TASK GOAL
Find the lines below that include the word "with" and state how many there are, adding nothing.

┌─ INPUT DATA

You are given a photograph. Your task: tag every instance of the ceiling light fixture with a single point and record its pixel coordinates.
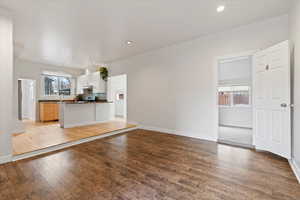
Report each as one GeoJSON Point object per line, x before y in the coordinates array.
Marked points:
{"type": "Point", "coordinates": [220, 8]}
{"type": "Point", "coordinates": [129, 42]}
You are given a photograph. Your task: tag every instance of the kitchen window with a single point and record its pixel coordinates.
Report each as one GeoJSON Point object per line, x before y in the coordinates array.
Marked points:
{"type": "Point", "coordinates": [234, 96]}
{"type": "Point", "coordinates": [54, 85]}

└─
┌─ INPUT DATA

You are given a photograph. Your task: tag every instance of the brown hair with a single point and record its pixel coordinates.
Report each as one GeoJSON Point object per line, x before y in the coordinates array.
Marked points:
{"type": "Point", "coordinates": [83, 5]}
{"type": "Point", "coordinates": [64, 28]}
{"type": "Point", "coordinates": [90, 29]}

└─

RESPONSE AREA
3